#### [Extrait à lire]
====
Notes de lecture relatives à l’article intitulé « Des prêtres centrafricains en grève » de Jean-Paul Blatz, in « Vagues d’Espérance », Bulletin d’information et de liaison des groupes « Jonas » d’Alsace, n° 74, juin 2009.
Il est certes permis de rêver d'une Église lointaine différente de la nôtre, attentive à l’essentiel et humblement au service des hommes et de Dieu. Mais hélas ! le catholicisme africain que promeut Benoît XVI est à l'image de notre Église occidentale, et sa traduction sur le terrain est parfois pire encore. Le pape peut se sentir rassuré : il n’a pas eu la berlue en voyant les milliers de drapeaux aux couleurs du Vatican agités au passage de la papamobile lors de son voyage au Cameroun et en Angola, sans parler des tee-shirts à son effigie. Les marques d’allégeance de l’épiscopat à sa personne et au souverain pontife ont solennellement réactualisé, dans la foulée de Jean-Paul II, le pouvoir de Rome sur l’Église de ce continent. Et les dirigeants des États visités ont renforcé une fois de plus, à leur profit et aux frais des citoyens, leur collusion avec une puissance politico-médiatique toujours influente malgré son déclin. Mobilisant le personnel religieux encore nombreux et la masse des fidèles rodés à la soumission, de grandioses et coûteuses cérémonies ont abondamment encensé, au bénéfice partagé de la papauté et de la hiérarchie locale, les prérogatives ecclésiastiques de la tradition catholique. De fait, l’infrastructure institutionnelle du catholicisme romain demeure en Afrique une force sociale capable de se reproduire en dépit de ses faiblesses et de ses dérives, et même capable de pallier ça et là le manque de prêtres en Europe pour y prolonger le statu quo.
====
#### [Données brutes]
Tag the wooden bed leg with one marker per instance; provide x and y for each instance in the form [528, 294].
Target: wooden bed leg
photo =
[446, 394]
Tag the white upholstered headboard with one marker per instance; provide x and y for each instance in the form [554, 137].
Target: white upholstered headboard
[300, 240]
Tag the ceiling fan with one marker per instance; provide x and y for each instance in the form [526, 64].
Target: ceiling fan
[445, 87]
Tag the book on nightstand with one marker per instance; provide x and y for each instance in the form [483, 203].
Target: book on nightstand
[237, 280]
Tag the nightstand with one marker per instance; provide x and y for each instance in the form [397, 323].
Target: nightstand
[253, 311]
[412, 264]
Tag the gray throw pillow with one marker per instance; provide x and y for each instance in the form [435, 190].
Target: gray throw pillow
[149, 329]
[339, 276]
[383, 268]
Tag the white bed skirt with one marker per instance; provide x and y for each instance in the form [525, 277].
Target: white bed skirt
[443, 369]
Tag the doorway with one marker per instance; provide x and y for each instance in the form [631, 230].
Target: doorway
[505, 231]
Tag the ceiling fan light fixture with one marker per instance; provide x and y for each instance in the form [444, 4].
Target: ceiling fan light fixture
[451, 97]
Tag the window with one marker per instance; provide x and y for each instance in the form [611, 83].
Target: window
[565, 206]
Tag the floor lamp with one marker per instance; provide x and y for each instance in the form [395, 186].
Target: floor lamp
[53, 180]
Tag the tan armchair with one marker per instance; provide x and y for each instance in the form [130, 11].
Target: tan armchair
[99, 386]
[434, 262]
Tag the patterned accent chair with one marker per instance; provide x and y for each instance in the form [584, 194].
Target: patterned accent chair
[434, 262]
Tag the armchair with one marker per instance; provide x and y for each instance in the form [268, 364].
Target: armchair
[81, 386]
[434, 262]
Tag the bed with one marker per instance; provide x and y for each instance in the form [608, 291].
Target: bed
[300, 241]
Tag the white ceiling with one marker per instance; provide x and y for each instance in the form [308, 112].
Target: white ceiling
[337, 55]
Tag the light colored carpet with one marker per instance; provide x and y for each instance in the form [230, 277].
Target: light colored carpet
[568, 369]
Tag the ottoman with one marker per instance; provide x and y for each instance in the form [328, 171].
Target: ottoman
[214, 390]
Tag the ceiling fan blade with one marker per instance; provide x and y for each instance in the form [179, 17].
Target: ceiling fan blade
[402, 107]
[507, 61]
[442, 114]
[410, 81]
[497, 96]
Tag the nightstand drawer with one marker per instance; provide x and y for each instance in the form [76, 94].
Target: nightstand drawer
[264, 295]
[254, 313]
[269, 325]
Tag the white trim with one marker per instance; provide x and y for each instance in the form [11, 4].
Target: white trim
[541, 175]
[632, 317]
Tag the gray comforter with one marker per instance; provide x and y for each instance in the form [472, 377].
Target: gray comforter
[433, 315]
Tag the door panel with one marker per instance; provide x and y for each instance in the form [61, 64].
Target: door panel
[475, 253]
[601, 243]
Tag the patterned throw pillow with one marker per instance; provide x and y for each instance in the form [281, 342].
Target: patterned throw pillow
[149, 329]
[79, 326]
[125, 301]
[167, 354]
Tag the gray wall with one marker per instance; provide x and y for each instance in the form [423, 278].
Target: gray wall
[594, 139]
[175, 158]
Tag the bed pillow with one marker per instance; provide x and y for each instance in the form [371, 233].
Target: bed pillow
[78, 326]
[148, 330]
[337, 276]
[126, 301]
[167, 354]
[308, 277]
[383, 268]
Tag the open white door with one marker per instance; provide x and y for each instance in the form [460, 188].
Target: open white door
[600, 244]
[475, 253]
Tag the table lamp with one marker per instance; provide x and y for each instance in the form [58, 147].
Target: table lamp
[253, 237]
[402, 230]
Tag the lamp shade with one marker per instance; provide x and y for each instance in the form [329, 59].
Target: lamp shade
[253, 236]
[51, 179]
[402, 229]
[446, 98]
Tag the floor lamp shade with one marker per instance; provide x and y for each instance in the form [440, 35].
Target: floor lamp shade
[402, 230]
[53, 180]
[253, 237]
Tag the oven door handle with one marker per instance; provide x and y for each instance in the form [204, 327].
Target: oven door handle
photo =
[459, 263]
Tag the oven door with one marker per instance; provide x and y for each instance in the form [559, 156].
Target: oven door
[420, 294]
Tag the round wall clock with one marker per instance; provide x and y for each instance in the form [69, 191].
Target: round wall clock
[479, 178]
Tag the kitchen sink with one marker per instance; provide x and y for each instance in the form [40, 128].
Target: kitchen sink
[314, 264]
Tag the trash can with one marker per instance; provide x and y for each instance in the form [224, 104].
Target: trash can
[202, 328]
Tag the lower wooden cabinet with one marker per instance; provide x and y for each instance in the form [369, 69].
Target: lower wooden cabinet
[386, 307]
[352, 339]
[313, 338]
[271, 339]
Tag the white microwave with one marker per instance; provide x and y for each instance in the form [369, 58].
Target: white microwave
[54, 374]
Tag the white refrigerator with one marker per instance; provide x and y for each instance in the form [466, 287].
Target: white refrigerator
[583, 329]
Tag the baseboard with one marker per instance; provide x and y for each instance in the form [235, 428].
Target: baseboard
====
#### [Défi]
Recopiez les notes de lecture de « Notes de lecture » à « 74, juin 2009. » en mettant « Journal » à la place de « Bulletin ».

#### [Bonne réponse]
Notes de lecture relatives à l’article intitulé « Des prêtres centrafricains en grève » de Jean-Paul Blatz, in « Vagues d’Espérance », Journal d’information et de liaison des groupes « Jonas » d’Alsace, n° 74, juin 2009.